[Stored records]
-=-=-

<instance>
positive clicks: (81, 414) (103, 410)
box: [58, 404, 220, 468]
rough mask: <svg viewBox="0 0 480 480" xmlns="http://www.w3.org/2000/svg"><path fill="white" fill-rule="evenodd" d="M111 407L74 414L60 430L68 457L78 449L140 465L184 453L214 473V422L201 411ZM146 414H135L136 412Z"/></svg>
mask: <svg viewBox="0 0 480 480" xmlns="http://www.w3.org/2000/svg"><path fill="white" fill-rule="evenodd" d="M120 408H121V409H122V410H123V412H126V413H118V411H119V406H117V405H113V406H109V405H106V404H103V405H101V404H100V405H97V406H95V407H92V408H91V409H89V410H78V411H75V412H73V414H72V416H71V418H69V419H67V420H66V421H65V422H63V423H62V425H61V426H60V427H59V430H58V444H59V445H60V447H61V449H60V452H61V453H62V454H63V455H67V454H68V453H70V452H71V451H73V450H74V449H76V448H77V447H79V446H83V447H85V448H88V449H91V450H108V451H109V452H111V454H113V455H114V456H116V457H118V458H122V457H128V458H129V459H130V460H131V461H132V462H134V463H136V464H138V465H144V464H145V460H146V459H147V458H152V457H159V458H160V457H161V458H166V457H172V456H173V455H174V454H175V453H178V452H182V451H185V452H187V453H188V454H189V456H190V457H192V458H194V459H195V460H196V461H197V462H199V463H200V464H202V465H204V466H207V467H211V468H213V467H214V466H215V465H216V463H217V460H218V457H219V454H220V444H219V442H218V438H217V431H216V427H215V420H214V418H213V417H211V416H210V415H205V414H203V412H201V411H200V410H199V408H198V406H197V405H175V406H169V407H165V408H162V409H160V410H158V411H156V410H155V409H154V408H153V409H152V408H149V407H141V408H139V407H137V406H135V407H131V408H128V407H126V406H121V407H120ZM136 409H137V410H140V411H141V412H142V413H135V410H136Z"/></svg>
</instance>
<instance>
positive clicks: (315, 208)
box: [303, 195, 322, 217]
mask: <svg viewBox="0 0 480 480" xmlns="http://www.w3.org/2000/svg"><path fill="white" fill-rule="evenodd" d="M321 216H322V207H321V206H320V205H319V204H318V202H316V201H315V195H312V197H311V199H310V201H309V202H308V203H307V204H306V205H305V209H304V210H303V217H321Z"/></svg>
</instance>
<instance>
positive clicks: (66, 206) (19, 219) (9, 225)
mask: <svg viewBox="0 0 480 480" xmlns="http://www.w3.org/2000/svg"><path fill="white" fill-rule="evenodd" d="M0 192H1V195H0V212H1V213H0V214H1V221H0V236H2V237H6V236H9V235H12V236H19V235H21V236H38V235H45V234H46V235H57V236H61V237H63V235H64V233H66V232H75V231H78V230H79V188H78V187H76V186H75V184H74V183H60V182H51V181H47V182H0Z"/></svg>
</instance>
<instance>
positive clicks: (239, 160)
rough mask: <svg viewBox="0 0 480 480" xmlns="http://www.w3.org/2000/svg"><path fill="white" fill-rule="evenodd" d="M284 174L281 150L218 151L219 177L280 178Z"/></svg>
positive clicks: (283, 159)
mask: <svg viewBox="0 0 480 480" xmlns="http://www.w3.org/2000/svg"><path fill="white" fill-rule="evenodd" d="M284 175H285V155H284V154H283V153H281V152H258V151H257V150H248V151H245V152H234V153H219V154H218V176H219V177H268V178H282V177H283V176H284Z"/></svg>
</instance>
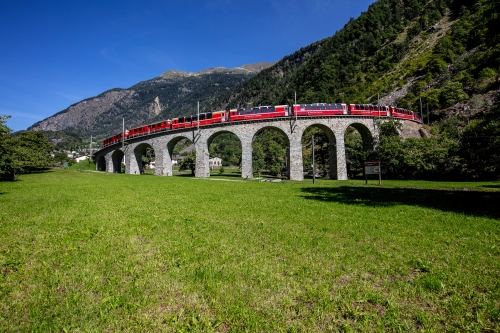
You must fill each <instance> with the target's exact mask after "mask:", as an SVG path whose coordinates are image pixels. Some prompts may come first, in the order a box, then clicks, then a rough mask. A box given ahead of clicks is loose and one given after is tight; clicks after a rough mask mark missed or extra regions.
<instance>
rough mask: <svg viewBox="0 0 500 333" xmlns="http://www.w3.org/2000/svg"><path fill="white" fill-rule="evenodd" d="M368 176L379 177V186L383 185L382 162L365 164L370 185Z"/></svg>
mask: <svg viewBox="0 0 500 333" xmlns="http://www.w3.org/2000/svg"><path fill="white" fill-rule="evenodd" d="M368 175H378V184H379V185H380V184H382V168H381V167H380V162H365V181H366V184H368Z"/></svg>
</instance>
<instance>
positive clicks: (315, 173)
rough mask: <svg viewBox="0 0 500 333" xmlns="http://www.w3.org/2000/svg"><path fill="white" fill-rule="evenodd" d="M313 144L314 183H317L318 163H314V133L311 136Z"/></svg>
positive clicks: (313, 169)
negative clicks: (316, 182)
mask: <svg viewBox="0 0 500 333" xmlns="http://www.w3.org/2000/svg"><path fill="white" fill-rule="evenodd" d="M311 144H312V150H313V165H312V166H313V184H314V183H316V165H315V163H314V134H313V135H312V136H311Z"/></svg>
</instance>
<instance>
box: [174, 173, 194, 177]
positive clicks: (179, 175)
mask: <svg viewBox="0 0 500 333" xmlns="http://www.w3.org/2000/svg"><path fill="white" fill-rule="evenodd" d="M174 177H185V178H194V175H192V174H190V173H177V174H174Z"/></svg>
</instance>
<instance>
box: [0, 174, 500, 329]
mask: <svg viewBox="0 0 500 333" xmlns="http://www.w3.org/2000/svg"><path fill="white" fill-rule="evenodd" d="M214 178H220V179H221V180H216V179H214ZM231 180H234V181H231ZM240 180H241V178H236V177H231V175H229V176H225V175H222V176H219V175H218V172H214V175H213V177H212V178H210V180H206V179H195V178H192V177H186V176H175V177H156V176H150V175H144V176H133V175H124V174H110V173H102V172H89V171H75V170H53V171H48V172H45V173H40V174H30V175H23V176H21V177H20V179H19V181H17V182H2V183H0V332H28V331H29V332H51V331H54V332H89V331H91V332H104V331H109V332H137V331H139V332H159V331H161V332H328V331H331V332H338V331H347V332H349V331H368V332H371V331H410V332H411V331H415V332H420V331H421V332H423V331H426V332H429V331H431V332H432V331H435V332H438V331H475V332H488V331H500V260H499V259H500V182H488V183H447V182H425V181H411V182H410V181H384V182H383V185H382V186H378V185H376V184H377V182H376V181H375V180H372V181H370V184H369V185H368V186H365V185H364V181H339V182H337V181H327V180H318V181H317V183H316V184H314V185H313V184H312V181H311V180H306V181H304V182H290V181H285V182H281V183H268V182H258V181H240ZM464 189H465V190H464Z"/></svg>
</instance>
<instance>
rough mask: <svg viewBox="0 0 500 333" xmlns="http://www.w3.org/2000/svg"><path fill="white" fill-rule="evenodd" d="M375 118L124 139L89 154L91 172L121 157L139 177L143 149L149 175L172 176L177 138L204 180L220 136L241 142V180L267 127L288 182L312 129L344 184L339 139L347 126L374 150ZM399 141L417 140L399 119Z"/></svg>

-=-=-

Give again exactly, and only, the lines above starting at the one with "176L379 177V186L383 185L382" and ending at the one with "positive clicks: (313, 169)".

# Written reply
rough mask: <svg viewBox="0 0 500 333" xmlns="http://www.w3.org/2000/svg"><path fill="white" fill-rule="evenodd" d="M368 176L379 177V186L383 185L382 162L365 164L370 185Z"/></svg>
mask: <svg viewBox="0 0 500 333" xmlns="http://www.w3.org/2000/svg"><path fill="white" fill-rule="evenodd" d="M368 175H378V184H379V185H380V184H382V168H381V167H380V162H365V181H366V184H368Z"/></svg>
</instance>
<instance>
positive clicks: (315, 173)
rough mask: <svg viewBox="0 0 500 333" xmlns="http://www.w3.org/2000/svg"><path fill="white" fill-rule="evenodd" d="M313 144L314 183H317L318 163H314V133L311 136Z"/></svg>
positive clicks: (313, 169)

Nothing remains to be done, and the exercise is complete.